EXERCISE: Format the data below as a Markdown table with the columns Number and Record line, one row per line and blank lines omitted. Leave the pictures out of the table.

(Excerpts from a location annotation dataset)
● ● ●

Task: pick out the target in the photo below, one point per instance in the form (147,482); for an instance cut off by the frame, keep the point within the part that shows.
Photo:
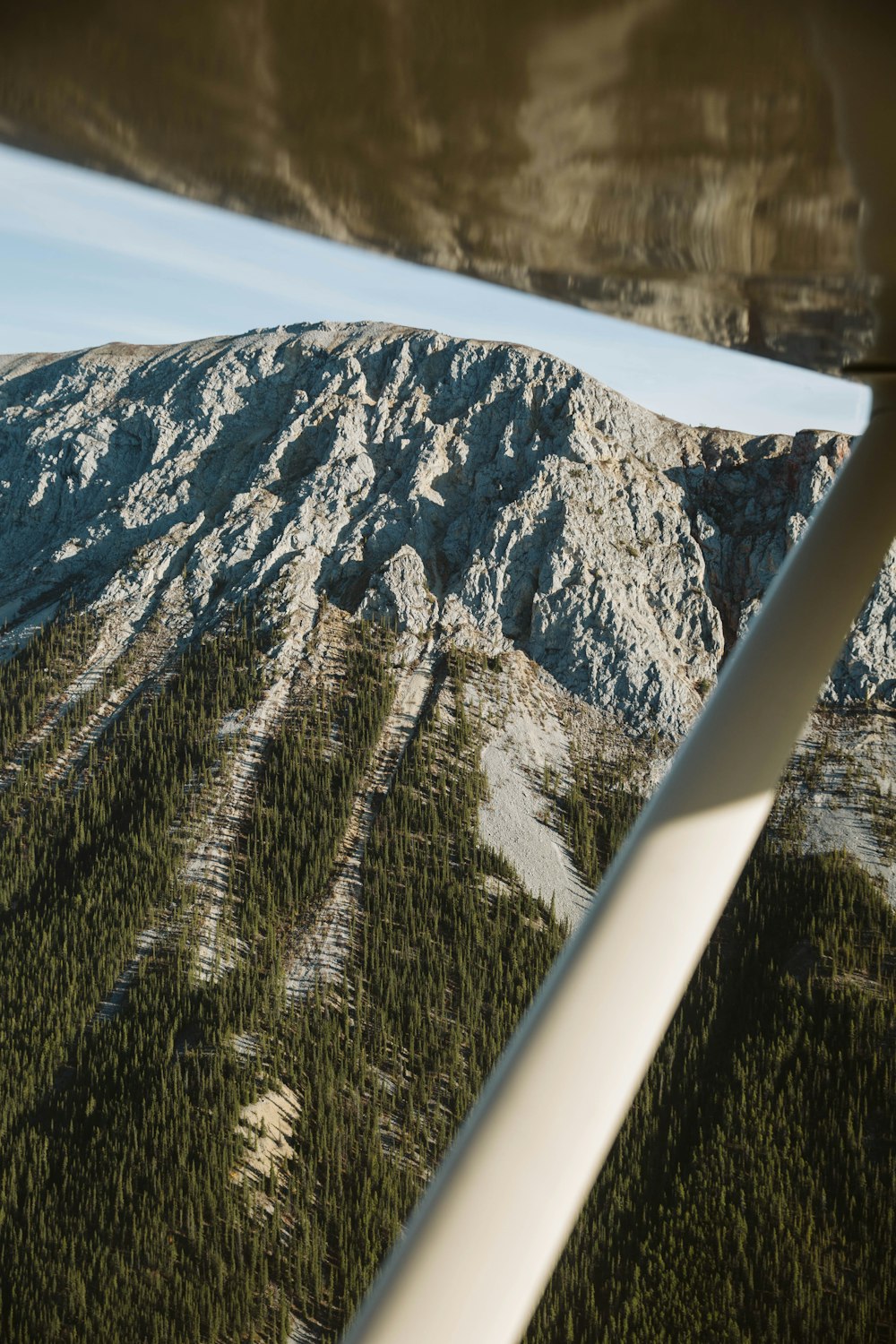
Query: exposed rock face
(401,594)
(422,478)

● ● ●

TASK SOLUTION:
| Number | Record line |
|---|---|
| 1 | Task: pick out the target in the photo below, one point per instance in the form (147,482); for an instance cut off by the frame, keep the point within the part that shows. |
| 2 | Photo: |
| 3 | Query: exposed rock face |
| 4 | (401,594) |
| 5 | (422,478) |